> TEXT PROVIDED:
**********
GigaChat3 Ultra Preview is designed for cluster and on-prem scenarios with serious infrastructure:
-
popular inference engines are supported:
- vLLM
- SGLang
- LMDeploy
- TensorRT-LLM
- and other frameworks;
-
BF16 and FP8 modes are supported (FP8 requires a separate build and GPU configuration);
-
MLA and MTP reduce KV-cache size and speed up generation;
-
using a proxy/gateway layer is recommended for integration with external services, tools, and agent frameworks.
For a reference configuration, see guides for similarly sized models:
- DeepSeek-V3 — How to run locally: https://github.com/deepseek-ai/DeepSeek-V3?tab=readme-ov-file#6-how-to-run-locally
- Kimi-K2-Instruct — deployment guidance (vLLM / SGLang / LMDeploy): https://huggingface.co/moonshotai/Kimi-K2-Instruct/blob/main/docs/deploy_guidance.md
One of the key advantages of GigaChat3-10B-A1.8B is inference speed.
The model (especially in MTP mode) delivers throughput comparable to much smaller dense models while being noticeably stronger in quality.
Measurements were done with vLLM v0.11.0, dtype bfloat16, batch_size=1.
Benchmark code: https://gist.github.com/ajpqs/ce941aa6f0f48ef36a65cb87a2a1d726.
| Model | request_throughput | output_throughput | total_token_throughput | mean_ttft_ms |
|---|---|---|---|---|
Qwen3-1.7B |
1.689 | 357.308 | 726.093 | 11.824 |
mtp-GigaChat3-10B-A1.8B-base |
1.533 | 333.620 | 678.894 | 26.345 |
GigaChat3-10B-A1.8B-base |
1.077 | 234.363 | 476.912 | 31.053 |
Qwen3-4B |
0.978 | 206.849 | 420.341 | 14.947 |
Qwen3-8B |
0.664 | 140.432 | 285.375 | 16.663 |
YandexGPT-5-Lite-8B-pretrain |
0.641 | 147.305 | 300.269 | 16.711 |
Despite having 10B parameters, in terms of speed and inference cost the model can be treated as an alternative to 3–4B dense models, and in MTP mode it can be compared even to smaller ones.
Both models:
-
are not specialized reasoning models (but support a basic level of reasoning);
-
can predict multiple tokens per step (MTP);
-
use MLA, reducing KV-cache size and memory requirements;
-
are trained from scratch without initialization from third-party weights;
-
are compatible with:
- Hugging Face;
- vLLM / SGLang / LMDeploy;
- standard inference and fine-tuning pipelines;
-
are released under the MIT license and can be used in commercial products.
import torch
from transformers import AutoTokenizer, AutoModelForCausalLM, GenerationConfig
model_name = "ai-sage/GigaChat3-10B-A1.8B-base"
tokenizer = AutoTokenizer.from_pretrained(model_name)
model = AutoModelForCausalLM.from_pretrained(
model_name,
torch_dtype=torch.bfloat16,
device_map="auto",
)
**********
> PROBLEM 1: Copy the GigaChat3 text between "For a reference" and "is inference speed.", inclusive.
> PROBLEM 2: Which models appear in the GigaChat3 text's speed benchmark table?
> PROBLEM 3: Which version of vLLM does the GigaChat3 text say was used for the speed measurements?

> GIVEN RECORDS:
**********
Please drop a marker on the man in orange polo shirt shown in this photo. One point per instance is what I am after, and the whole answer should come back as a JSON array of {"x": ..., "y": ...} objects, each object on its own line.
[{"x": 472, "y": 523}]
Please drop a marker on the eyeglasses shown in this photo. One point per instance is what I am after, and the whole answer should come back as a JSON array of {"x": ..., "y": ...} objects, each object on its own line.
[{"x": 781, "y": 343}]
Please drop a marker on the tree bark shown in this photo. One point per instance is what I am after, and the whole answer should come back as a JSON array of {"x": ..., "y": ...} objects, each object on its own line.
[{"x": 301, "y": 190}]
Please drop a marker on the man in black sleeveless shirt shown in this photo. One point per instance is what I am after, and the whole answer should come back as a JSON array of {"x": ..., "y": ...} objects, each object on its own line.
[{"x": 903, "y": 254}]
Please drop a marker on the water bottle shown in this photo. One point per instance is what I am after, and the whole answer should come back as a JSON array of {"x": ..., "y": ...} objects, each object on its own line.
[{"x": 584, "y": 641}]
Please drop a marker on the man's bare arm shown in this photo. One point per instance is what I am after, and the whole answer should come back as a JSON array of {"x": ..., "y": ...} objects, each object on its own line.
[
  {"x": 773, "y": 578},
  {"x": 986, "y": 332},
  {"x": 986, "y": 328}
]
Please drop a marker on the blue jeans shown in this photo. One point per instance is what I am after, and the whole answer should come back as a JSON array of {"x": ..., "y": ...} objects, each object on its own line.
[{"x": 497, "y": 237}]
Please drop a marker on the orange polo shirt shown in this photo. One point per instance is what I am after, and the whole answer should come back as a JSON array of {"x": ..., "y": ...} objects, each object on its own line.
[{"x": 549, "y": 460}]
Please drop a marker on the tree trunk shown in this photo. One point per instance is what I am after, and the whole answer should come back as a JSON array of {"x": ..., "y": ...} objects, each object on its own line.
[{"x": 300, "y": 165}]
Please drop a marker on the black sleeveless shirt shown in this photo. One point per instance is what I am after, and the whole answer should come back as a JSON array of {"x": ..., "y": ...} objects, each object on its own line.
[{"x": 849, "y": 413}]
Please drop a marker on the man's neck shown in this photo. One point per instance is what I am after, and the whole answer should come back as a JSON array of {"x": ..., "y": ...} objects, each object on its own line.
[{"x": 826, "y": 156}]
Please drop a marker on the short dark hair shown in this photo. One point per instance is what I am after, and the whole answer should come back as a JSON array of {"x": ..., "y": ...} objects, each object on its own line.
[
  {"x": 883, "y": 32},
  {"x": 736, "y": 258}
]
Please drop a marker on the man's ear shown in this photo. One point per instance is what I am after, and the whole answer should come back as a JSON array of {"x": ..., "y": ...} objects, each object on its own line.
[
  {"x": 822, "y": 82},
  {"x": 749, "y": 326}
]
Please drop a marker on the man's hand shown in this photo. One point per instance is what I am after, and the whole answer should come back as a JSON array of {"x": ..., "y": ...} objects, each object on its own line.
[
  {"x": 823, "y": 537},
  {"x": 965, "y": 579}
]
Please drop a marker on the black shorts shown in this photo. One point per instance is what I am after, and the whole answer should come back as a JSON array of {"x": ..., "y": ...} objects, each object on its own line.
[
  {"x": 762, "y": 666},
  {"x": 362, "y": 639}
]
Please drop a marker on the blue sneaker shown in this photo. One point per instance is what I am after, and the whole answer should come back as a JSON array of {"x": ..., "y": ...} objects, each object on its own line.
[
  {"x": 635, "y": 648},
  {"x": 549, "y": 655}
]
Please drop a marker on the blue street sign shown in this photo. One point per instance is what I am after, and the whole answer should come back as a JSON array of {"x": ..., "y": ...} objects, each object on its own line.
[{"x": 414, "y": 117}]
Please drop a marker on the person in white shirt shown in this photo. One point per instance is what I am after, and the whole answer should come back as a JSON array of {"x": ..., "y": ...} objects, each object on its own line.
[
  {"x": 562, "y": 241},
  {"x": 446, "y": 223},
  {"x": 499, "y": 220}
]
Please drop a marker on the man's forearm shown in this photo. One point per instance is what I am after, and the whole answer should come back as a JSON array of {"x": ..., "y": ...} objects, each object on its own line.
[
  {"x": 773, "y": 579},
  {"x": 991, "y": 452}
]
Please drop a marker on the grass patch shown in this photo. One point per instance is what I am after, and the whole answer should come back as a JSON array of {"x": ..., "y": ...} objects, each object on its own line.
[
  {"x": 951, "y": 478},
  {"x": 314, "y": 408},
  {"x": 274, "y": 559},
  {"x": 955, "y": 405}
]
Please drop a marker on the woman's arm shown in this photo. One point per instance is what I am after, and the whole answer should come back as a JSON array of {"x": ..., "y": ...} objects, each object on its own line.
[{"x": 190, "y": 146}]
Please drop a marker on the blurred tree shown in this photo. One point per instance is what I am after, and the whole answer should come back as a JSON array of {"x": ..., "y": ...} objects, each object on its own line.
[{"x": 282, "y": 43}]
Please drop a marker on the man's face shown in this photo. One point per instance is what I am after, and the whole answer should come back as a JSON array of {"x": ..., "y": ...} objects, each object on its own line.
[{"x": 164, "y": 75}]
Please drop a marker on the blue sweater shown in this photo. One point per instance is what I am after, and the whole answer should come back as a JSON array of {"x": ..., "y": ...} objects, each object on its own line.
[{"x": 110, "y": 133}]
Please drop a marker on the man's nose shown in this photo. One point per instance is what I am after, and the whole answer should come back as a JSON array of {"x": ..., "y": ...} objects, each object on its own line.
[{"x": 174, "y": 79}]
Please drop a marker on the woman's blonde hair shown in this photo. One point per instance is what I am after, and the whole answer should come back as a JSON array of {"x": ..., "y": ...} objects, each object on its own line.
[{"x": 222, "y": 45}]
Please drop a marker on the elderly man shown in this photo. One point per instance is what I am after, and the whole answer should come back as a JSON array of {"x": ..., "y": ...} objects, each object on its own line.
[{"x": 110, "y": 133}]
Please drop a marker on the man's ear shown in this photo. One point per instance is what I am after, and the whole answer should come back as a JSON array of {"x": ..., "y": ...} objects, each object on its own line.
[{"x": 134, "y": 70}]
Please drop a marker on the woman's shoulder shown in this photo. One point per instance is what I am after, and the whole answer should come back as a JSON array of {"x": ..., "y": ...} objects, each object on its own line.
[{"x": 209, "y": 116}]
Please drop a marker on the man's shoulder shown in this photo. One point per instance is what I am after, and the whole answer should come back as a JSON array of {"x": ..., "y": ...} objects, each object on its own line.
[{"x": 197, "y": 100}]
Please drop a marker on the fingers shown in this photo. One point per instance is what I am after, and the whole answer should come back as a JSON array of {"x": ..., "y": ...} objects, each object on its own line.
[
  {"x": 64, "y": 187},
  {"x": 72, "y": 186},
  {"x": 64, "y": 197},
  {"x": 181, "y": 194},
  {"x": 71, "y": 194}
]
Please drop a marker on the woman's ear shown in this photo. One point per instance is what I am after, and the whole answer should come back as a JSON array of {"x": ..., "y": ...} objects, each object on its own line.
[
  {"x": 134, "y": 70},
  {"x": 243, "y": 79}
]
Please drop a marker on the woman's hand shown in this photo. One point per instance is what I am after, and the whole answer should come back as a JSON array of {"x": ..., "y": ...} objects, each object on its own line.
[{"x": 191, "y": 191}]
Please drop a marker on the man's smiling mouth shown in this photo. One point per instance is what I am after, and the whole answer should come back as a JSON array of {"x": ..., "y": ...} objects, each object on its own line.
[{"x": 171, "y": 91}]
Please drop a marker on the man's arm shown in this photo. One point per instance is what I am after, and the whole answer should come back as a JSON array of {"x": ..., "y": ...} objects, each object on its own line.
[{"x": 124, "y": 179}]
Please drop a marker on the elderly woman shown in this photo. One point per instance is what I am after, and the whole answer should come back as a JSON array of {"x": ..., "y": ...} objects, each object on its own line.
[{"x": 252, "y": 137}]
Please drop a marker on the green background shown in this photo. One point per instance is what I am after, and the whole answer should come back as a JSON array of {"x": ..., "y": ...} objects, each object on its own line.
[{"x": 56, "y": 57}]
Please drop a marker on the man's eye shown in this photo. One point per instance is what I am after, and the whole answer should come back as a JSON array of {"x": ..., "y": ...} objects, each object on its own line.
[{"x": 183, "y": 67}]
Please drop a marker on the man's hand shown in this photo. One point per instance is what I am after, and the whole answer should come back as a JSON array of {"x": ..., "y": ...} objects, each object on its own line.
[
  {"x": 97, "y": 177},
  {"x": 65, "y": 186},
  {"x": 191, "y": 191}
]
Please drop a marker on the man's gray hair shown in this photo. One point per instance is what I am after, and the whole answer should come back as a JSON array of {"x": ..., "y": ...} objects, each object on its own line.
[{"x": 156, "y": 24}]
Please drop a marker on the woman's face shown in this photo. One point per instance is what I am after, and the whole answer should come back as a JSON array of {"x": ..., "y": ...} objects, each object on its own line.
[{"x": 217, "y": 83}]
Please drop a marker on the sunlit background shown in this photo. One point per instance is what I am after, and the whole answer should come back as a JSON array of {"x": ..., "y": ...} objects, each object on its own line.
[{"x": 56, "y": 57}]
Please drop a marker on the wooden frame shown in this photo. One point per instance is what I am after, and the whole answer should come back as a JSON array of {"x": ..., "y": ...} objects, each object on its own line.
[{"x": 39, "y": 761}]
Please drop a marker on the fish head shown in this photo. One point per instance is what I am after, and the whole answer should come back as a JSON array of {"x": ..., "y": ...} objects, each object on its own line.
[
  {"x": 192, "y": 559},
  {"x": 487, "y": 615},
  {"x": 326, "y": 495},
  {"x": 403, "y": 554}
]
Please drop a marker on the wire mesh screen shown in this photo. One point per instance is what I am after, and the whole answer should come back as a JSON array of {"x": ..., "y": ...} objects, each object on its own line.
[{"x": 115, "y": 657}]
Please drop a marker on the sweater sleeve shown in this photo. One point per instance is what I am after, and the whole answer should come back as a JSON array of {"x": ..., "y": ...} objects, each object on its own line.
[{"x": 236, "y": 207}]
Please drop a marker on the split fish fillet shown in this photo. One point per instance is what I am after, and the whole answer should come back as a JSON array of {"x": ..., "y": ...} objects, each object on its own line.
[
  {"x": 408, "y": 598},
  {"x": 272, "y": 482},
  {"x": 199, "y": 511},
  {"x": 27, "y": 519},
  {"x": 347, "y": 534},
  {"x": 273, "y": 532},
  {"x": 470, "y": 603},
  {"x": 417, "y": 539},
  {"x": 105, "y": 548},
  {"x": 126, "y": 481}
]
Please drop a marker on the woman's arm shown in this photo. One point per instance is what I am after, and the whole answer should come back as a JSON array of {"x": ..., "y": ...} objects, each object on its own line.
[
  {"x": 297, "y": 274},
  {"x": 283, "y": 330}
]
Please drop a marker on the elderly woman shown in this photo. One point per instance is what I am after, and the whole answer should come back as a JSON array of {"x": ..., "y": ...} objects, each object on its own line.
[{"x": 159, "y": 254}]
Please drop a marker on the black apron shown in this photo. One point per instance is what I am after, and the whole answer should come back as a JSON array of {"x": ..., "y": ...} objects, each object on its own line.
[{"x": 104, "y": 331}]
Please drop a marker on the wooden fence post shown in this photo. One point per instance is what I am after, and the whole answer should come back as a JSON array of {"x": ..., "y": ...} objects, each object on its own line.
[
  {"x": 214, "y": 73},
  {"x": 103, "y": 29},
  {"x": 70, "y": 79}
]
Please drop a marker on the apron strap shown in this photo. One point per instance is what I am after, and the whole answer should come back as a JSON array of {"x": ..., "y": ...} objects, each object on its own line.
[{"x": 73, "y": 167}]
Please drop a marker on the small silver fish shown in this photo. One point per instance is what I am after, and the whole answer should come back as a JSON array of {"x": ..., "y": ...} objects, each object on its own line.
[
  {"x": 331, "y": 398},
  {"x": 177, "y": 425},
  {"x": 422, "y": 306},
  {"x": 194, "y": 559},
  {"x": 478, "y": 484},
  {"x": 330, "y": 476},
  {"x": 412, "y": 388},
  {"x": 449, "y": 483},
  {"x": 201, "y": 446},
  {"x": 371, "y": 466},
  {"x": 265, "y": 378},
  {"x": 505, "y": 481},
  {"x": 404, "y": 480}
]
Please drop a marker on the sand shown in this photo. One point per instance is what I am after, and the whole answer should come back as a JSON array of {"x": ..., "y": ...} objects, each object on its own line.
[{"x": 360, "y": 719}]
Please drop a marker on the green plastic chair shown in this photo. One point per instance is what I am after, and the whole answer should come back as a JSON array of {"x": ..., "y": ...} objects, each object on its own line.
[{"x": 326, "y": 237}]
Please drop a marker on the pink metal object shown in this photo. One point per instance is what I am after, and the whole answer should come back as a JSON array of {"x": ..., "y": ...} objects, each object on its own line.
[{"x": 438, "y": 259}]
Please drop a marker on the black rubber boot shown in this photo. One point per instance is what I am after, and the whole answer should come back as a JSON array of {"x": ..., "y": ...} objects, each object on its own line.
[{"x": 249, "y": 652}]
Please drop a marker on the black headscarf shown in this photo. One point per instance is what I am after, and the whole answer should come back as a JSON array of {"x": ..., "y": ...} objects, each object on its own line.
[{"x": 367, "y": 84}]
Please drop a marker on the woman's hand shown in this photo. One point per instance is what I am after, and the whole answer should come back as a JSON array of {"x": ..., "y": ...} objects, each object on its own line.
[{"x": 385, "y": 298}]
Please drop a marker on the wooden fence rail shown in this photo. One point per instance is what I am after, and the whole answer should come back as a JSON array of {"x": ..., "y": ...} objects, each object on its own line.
**********
> ANSWER AREA 1:
For a reference configuration, see guides for similarly sized models:
- DeepSeek-V3 — How to run locally: https://github.com/deepseek-ai/DeepSeek-V3?tab=readme-ov-file#6-how-to-run-locally
- Kimi-K2-Instruct — deployment guidance (vLLM / SGLang / LMDeploy): https://huggingface.co/moonshotai/Kimi-K2-Instruct/blob/main/docs/deploy_guidance.md
One of the key advantages of GigaChat3-10B-A1.8B is inference speed.

> ANSWER AREA 2:
Qwen3-1.7B
mtp-GigaChat3-10B-A1.8B-base
GigaChat3-10B-A1.8B-base
Qwen3-4B
Qwen3-8B
YandexGPT-5-Lite-8B-pretrain

> ANSWER AREA 3: vLLM v0.11.0